**DOCUMENT SECTION**

This is an automated email from the ASF dual-hosted git repository.

tustvold pushed a commit to branch master
in repository https://gitbox.apache.org/repos/asf/arrow-rs.git


The following commit(s) were added to refs/heads/master by this push:
     new e572a458b Fix Unsound Binary Casting in Unreleased Arrow (#3691) 
(#3692)
e572a458b is described below

commit e572a458b777b52c6f7a2876f2c15f42a5df5303
Author: Raphael Taylor-Davies <[email protected]>
AuthorDate: Fri Feb 10 19:49:04 2023 +0000

    Fix Unsound Binary Casting in Unreleased Arrow (#3691) (#3692)
    
    * Fix binary casting (#3691)
    
    * Clippy
    
    * More clippy
    
    * Update test
---
 arrow-array/src/array/string_array.rs | 51 +++++++++++++++--------
 arrow-cast/src/cast.rs                | 77 ++++++++++++++++-------------------
 arrow-row/src/lib.rs                  |  2 +-
 3 files changed, 69 insertions(+), 61 deletions(-)

**RECORD EXTRACTS**
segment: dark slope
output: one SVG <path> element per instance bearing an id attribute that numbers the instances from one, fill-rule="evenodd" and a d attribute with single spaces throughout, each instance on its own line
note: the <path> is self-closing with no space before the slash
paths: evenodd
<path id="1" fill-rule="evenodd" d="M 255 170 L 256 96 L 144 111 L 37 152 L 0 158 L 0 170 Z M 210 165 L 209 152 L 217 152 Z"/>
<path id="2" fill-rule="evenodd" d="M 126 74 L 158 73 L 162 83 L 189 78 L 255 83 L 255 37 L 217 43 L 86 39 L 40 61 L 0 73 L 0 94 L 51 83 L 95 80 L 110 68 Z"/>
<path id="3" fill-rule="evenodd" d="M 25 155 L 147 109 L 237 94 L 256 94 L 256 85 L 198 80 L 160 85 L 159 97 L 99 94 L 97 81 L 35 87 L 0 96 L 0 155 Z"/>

**TASK LIST**
a) According to the commit email, why was commit e572a458b made? Answer in one to three sentences.
b) Quote the commit email exactly, everything from "tustvold pushed a" down to "Arrow (#3691) (#3692)".
The listing plays no part in what you are asked to do here.

**TASK-BY-TASK SOLUTIONS**
a) The commit was made to fix unsound binary casting in unreleased Arrow. Its message lists the work as fixing binary casting, two rounds of Clippy changes, and a test update.

b)
tustvold pushed a commit to branch master
in repository https://gitbox.apache.org/repos/asf/arrow-rs.git


The following commit(s) were added to refs/heads/master by this push:
     new e572a458b Fix Unsound Binary Casting in Unreleased Arrow (#3691) 
(#3692)
e572a458b is described below

commit e572a458b777b52c6f7a2876f2c15f42a5df5303
Author: Raphael Taylor-Davies <[email protected]>
AuthorDate: Fri Feb 10 19:49:04 2023 +0000

    Fix Unsound Binary Casting in Unreleased Arrow (#3691) (#3692)